SET PROBLEM:
Please rewrite the records below as a JSON list of strings, with one string for each line and blank lines skipped. Leave the pictures out.

EXTRACTED MATERIAL:
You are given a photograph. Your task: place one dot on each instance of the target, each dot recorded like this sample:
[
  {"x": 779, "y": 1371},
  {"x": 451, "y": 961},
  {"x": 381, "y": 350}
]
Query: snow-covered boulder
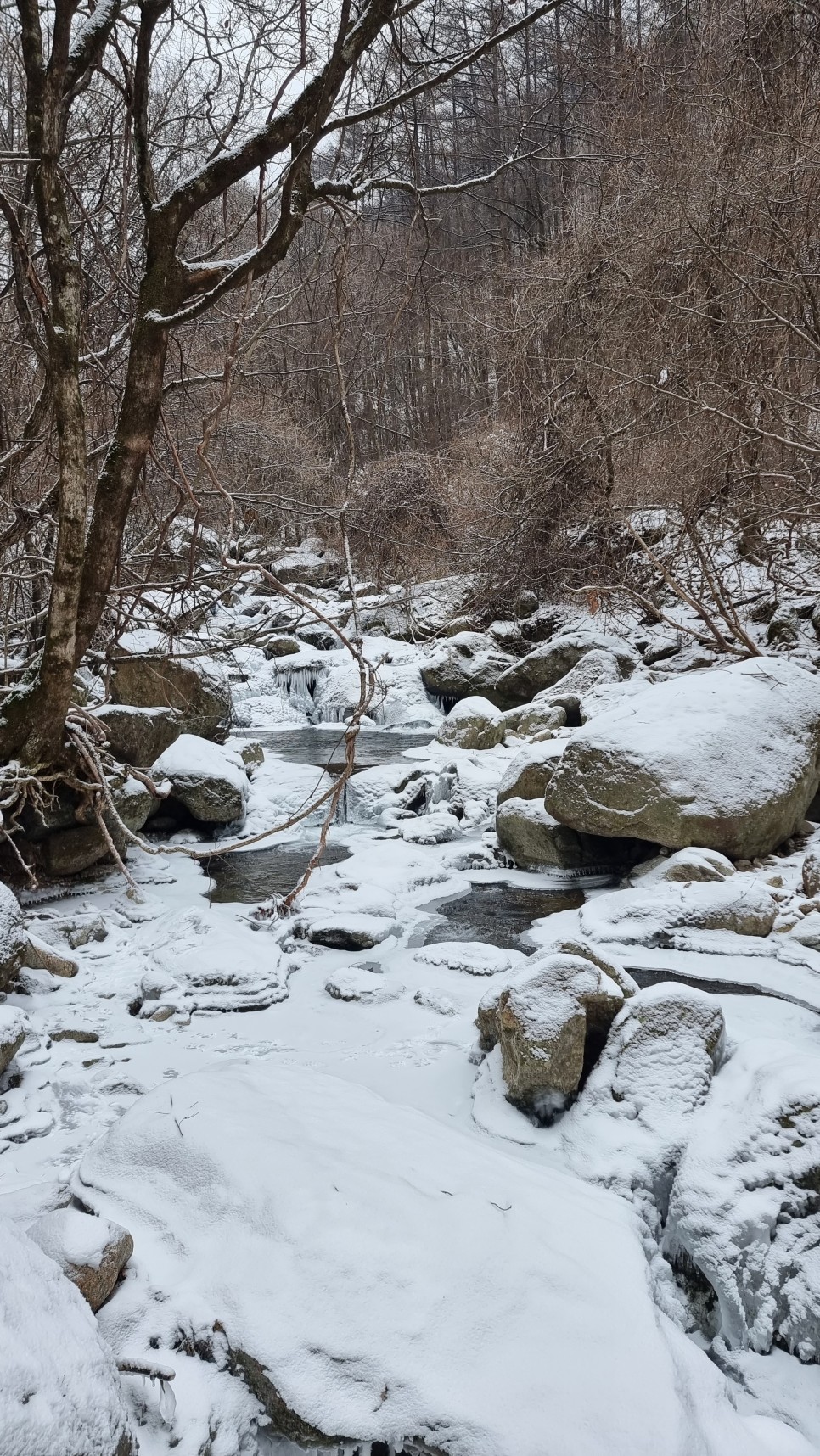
[
  {"x": 211, "y": 782},
  {"x": 548, "y": 664},
  {"x": 744, "y": 1206},
  {"x": 727, "y": 760},
  {"x": 535, "y": 839},
  {"x": 12, "y": 937},
  {"x": 382, "y": 1277},
  {"x": 683, "y": 866},
  {"x": 197, "y": 689},
  {"x": 138, "y": 734},
  {"x": 548, "y": 1021},
  {"x": 531, "y": 772},
  {"x": 59, "y": 1385},
  {"x": 651, "y": 915},
  {"x": 466, "y": 666},
  {"x": 630, "y": 1124},
  {"x": 474, "y": 722},
  {"x": 14, "y": 1028},
  {"x": 92, "y": 1252}
]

ANSWER TO THE PROBLEM:
[
  "You are given a photograph. Your task: place one dot on each instance of the target, each dot recorded like this sample:",
  "[",
  "  {\"x\": 779, \"y\": 1371},",
  "  {\"x\": 451, \"y\": 961},",
  "  {\"x\": 381, \"y\": 350}",
  "]",
  "Query: snow-covered boulder",
  "[",
  "  {\"x\": 211, \"y\": 782},",
  "  {\"x\": 548, \"y\": 664},",
  "  {\"x\": 744, \"y\": 1206},",
  "  {\"x\": 727, \"y\": 760},",
  "  {\"x\": 535, \"y\": 839},",
  "  {\"x\": 12, \"y\": 937},",
  "  {\"x\": 382, \"y\": 1277},",
  "  {\"x\": 683, \"y\": 866},",
  "  {\"x\": 197, \"y\": 689},",
  "  {\"x\": 138, \"y\": 734},",
  "  {\"x\": 548, \"y\": 1021},",
  "  {\"x\": 531, \"y\": 772},",
  "  {\"x\": 59, \"y\": 1385},",
  "  {\"x\": 651, \"y\": 915},",
  "  {\"x\": 466, \"y\": 666},",
  "  {\"x\": 630, \"y\": 1124},",
  "  {\"x\": 474, \"y\": 722},",
  "  {\"x\": 14, \"y\": 1028},",
  "  {\"x\": 92, \"y\": 1252}",
  "]"
]